§ **Challenge**:
Reproduce the listing below line for line, leaving every character unchanged.

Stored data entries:
======
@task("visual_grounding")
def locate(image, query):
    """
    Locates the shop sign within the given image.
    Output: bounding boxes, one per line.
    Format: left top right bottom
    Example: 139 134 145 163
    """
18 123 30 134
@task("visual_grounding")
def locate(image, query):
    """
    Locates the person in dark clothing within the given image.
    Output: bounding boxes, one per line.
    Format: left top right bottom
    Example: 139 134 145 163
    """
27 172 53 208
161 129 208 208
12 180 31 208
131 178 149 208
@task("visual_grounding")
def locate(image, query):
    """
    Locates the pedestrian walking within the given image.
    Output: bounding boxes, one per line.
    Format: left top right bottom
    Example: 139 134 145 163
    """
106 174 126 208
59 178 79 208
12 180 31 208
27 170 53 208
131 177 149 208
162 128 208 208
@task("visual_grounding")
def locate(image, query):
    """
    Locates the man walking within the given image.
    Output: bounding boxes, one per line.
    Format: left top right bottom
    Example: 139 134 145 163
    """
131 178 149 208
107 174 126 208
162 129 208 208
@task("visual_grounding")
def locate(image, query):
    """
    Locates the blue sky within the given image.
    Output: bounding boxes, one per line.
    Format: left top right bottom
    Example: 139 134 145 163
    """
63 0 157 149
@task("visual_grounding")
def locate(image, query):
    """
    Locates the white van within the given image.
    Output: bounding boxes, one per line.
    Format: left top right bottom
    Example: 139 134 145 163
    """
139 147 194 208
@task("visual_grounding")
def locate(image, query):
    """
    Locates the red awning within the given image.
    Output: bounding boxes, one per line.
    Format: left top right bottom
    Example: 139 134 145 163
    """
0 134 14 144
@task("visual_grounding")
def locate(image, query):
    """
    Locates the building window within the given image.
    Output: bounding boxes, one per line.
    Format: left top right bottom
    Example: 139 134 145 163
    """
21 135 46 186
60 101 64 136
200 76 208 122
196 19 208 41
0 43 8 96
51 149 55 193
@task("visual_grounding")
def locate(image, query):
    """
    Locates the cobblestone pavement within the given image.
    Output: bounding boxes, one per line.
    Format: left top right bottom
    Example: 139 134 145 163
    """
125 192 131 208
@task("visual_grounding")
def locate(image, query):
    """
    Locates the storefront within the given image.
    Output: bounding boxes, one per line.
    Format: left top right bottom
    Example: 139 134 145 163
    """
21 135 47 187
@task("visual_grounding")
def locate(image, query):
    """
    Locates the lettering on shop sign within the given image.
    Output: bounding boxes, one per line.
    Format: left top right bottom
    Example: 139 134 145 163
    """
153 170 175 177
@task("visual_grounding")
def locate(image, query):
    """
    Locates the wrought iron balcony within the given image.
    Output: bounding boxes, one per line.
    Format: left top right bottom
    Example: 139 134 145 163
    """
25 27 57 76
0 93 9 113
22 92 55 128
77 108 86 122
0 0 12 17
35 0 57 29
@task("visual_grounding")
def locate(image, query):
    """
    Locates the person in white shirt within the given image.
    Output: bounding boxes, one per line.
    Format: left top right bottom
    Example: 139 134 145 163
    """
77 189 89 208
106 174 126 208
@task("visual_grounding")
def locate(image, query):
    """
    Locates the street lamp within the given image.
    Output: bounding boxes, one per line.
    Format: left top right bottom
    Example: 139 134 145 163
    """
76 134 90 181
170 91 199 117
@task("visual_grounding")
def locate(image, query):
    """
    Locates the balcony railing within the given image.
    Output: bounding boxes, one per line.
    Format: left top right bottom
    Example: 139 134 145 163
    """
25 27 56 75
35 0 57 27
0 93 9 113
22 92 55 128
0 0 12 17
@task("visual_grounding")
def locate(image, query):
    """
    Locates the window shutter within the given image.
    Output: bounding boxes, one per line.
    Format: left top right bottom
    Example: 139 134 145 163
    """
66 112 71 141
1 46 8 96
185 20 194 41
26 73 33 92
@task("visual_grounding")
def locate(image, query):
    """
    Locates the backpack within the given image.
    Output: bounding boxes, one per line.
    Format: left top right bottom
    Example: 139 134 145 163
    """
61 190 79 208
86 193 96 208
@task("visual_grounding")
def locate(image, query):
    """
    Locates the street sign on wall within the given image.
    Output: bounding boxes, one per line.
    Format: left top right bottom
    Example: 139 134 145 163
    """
======
§ **Solution to the exercise**:
@task("visual_grounding")
def locate(image, query):
    """
    Locates the shop sign within the given image.
    Output: bounding boxes, one per line.
    Format: left top right bottom
    Example: 139 134 145 163
    """
18 123 30 134
@task("visual_grounding")
def locate(image, query):
    """
    Locates the person in dark clothing within the given image.
    Output: bounding boxes, one per line.
    Format: left top right bottom
    Example: 139 134 145 163
    """
27 172 53 208
161 129 208 208
12 180 31 208
131 178 149 208
@task("visual_grounding")
def locate(image, query):
    """
    Locates the pedestrian walking within the given image.
    Output: bounding boxes, one per line.
    Format: left top right bottom
    Example: 139 134 145 163
    """
106 174 126 208
59 178 79 208
12 180 31 208
27 170 53 208
131 177 149 208
162 128 208 208
@task("visual_grounding")
def locate(image, query):
    """
    Locates the man walking within the given image.
    Output: bounding boxes, one per line.
    Format: left top right bottom
    Example: 139 134 145 163
    """
131 178 149 208
107 174 126 208
162 129 208 208
@task("visual_grounding")
def locate(image, query):
    """
    Locates the blue sky within the given image.
    Output: bounding boxes, one per line.
    Format: left top right bottom
    Example: 139 134 145 163
    """
63 0 157 149
@task("visual_grounding")
def locate(image, query):
    """
    Locates the white van within the given image.
    Output: bounding boxes, one per line.
    Format: left top right bottom
    Example: 139 134 145 163
    """
139 147 194 208
@task("visual_grounding")
def locate(image, query):
    """
    Locates the red awning within the given image.
    Output: bounding boxes, one per line.
    Format: left top right bottom
    Example: 139 134 145 163
    """
0 134 14 144
@task("visual_grounding")
def locate(image, query):
    """
    Locates the building window within the given image.
    Output: bounding boxes, one per line.
    Format: left top right bottom
    Example: 139 134 145 163
    """
21 135 46 186
60 101 64 136
200 76 208 122
196 19 208 41
0 43 8 96
51 149 55 193
@task("visual_grounding")
def locate(image, query):
    """
    Locates the cobblestone pavement within the given image.
    Output: bounding boxes, one per line.
    Format: left top right bottom
    Example: 139 134 145 163
    """
125 192 131 208
@task("visual_grounding")
def locate(image, query):
    """
    Locates the storefront within the given image.
    Output: bounding boxes, one per line.
    Format: left top right bottom
    Example: 139 134 145 163
    """
21 135 47 187
@task("visual_grounding")
def locate(image, query):
    """
    Locates the lettering on shop sign within the given image.
    Output: bounding boxes, one per line.
    Format: left top right bottom
    Example: 139 134 145 163
    """
153 170 175 177
@task("visual_grounding")
def locate(image, query):
    """
    Locates the wrought iron balcony within the given image.
    Output: bounding boxes, one per line.
    Format: left top right bottom
    Example: 139 134 145 163
    """
25 27 57 76
0 93 9 113
22 92 55 128
77 108 86 122
0 0 12 17
35 0 57 29
@task("visual_grounding")
def locate(image, query):
    """
    Locates the person in white shirt within the given image.
    Output: bounding boxes, one per line.
    Format: left top right bottom
    Example: 139 134 145 163
    """
77 189 89 208
106 174 126 208
@task("visual_grounding")
def locate(image, query):
    """
    Locates the street lamp within the given image.
    Output: bounding boxes, one per line.
    Format: left top right bottom
    Example: 139 134 145 163
    """
76 134 90 181
170 91 199 117
@task("visual_grounding")
def locate(image, query):
    """
    Locates the balcony railing within the given image.
    Output: bounding boxes, one per line.
    Format: left top right bottom
    Example: 139 134 145 163
    """
25 27 56 75
35 0 57 27
0 93 9 113
22 92 55 128
0 0 12 17
@task("visual_grounding")
def locate(image, query):
    """
    Locates the window shutter within the given image.
    Output: bounding boxes, one per line.
    Format: left top right bottom
    Example: 139 134 145 163
    """
66 112 71 141
1 46 8 96
185 20 194 41
26 73 33 92
@task("visual_grounding")
def locate(image, query):
    """
    Locates the backpack within the given image.
    Output: bounding boxes, one per line.
    Format: left top right bottom
    Example: 139 134 145 163
    """
61 190 79 208
86 193 96 208
@task("visual_grounding")
def locate(image, query):
    """
    Locates the street sign on wall within the given image.
    Output: bounding boxes, one per line.
    Format: left top right bottom
    Example: 139 134 145 163
    """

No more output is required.